## Written task
Please pull out every line of the records that contains the string "black" and copy it.

— start —

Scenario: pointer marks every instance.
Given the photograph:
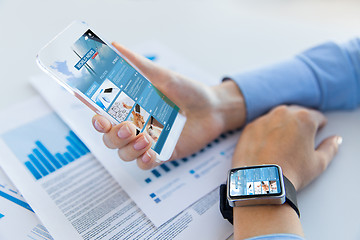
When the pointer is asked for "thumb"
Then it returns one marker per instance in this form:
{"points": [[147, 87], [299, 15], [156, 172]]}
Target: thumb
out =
{"points": [[326, 151]]}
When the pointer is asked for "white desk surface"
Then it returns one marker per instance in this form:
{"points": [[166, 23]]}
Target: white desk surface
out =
{"points": [[221, 37]]}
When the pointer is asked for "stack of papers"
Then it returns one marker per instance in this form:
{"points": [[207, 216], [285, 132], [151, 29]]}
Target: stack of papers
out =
{"points": [[73, 187]]}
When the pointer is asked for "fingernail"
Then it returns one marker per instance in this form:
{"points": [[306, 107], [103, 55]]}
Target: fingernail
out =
{"points": [[98, 126], [124, 131], [141, 143], [146, 157], [339, 140]]}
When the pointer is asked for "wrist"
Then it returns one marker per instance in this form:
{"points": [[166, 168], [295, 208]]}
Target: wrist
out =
{"points": [[230, 105], [265, 219]]}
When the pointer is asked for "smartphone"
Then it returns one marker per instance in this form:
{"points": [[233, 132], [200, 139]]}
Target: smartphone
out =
{"points": [[97, 74]]}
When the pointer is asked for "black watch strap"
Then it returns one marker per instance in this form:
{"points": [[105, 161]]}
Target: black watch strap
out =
{"points": [[227, 211], [290, 195]]}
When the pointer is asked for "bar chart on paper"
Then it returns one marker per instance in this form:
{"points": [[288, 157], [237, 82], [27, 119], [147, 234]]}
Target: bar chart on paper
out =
{"points": [[45, 145]]}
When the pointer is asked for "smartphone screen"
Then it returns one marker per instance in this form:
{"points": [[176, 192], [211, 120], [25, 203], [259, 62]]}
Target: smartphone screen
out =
{"points": [[109, 81], [261, 180]]}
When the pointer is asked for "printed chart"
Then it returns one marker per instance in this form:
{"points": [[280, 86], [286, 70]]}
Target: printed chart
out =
{"points": [[54, 146]]}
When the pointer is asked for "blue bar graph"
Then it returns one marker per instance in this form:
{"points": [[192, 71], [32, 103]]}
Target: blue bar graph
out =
{"points": [[48, 154], [45, 145], [44, 161], [38, 165], [33, 170], [73, 152], [165, 167], [61, 159], [69, 157], [156, 173], [174, 163]]}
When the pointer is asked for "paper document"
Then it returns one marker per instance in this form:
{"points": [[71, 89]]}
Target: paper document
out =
{"points": [[72, 193], [17, 220], [164, 191]]}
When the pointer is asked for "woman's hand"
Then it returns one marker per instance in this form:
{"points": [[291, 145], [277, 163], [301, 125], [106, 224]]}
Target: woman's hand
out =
{"points": [[286, 137], [209, 111]]}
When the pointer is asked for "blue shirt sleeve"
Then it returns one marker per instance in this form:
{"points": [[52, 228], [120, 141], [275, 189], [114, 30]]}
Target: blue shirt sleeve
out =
{"points": [[326, 77], [278, 237]]}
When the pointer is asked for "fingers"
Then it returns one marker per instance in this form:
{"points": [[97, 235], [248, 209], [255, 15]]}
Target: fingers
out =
{"points": [[101, 124], [147, 160], [120, 135], [309, 116], [146, 66], [326, 151], [130, 147], [136, 148]]}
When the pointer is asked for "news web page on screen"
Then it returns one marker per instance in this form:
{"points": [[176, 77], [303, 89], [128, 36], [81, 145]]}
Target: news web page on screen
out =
{"points": [[119, 89]]}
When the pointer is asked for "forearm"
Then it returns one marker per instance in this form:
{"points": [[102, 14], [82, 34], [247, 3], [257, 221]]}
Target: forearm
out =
{"points": [[326, 77], [264, 220], [230, 105]]}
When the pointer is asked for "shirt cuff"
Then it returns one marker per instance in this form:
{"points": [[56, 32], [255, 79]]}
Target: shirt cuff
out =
{"points": [[288, 82], [281, 236]]}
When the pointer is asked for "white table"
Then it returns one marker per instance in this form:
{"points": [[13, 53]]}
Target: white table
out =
{"points": [[222, 37]]}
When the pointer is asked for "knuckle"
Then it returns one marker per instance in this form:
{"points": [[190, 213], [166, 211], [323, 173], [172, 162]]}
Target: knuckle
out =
{"points": [[125, 156], [107, 141], [280, 109], [304, 116]]}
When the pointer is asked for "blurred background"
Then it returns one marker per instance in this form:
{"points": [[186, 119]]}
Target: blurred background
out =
{"points": [[220, 37]]}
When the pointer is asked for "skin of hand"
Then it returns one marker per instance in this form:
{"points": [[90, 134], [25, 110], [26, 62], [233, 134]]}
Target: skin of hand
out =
{"points": [[210, 111], [286, 137]]}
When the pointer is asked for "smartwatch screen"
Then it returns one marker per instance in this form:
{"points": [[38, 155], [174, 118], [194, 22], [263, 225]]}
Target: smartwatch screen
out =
{"points": [[255, 181]]}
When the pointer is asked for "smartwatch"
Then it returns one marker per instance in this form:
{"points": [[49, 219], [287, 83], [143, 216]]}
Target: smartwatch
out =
{"points": [[256, 185]]}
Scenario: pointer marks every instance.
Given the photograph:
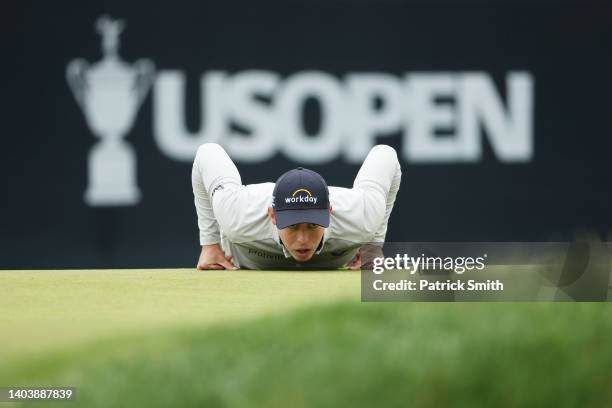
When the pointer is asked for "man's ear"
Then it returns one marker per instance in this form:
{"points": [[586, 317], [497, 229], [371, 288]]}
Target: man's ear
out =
{"points": [[271, 215]]}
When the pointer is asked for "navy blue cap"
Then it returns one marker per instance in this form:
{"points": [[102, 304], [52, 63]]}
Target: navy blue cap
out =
{"points": [[301, 196]]}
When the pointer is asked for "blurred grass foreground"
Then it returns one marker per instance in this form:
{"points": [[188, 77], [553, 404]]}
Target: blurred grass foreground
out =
{"points": [[192, 339]]}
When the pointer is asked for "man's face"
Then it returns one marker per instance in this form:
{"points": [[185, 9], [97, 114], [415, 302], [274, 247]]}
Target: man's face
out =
{"points": [[300, 240]]}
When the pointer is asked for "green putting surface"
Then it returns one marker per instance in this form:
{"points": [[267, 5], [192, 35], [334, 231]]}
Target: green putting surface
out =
{"points": [[159, 338], [43, 311]]}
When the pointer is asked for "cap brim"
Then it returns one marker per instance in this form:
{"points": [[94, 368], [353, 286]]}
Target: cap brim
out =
{"points": [[286, 218]]}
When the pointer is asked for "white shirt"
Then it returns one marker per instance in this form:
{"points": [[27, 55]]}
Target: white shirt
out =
{"points": [[238, 217]]}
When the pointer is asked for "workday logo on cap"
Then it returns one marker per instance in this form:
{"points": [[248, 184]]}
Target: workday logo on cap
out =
{"points": [[301, 196]]}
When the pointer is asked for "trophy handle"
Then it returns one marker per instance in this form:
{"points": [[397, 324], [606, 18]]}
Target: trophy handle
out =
{"points": [[75, 75], [145, 71]]}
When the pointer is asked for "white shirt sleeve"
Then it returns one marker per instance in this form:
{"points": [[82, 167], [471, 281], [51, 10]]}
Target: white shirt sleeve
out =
{"points": [[379, 177], [212, 169]]}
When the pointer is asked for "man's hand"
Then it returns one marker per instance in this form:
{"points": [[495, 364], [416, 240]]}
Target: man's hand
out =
{"points": [[213, 257], [365, 257]]}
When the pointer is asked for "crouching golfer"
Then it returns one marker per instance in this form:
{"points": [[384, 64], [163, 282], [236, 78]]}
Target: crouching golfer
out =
{"points": [[295, 223]]}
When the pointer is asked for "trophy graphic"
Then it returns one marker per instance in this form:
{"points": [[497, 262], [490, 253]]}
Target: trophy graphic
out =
{"points": [[110, 93]]}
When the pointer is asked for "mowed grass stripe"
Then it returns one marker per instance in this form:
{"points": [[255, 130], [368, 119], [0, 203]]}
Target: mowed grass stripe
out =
{"points": [[358, 355], [41, 311]]}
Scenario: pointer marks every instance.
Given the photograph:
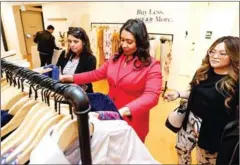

— end —

## Correct response
When the pointer is asked for "black watch strap"
Target: black watch strap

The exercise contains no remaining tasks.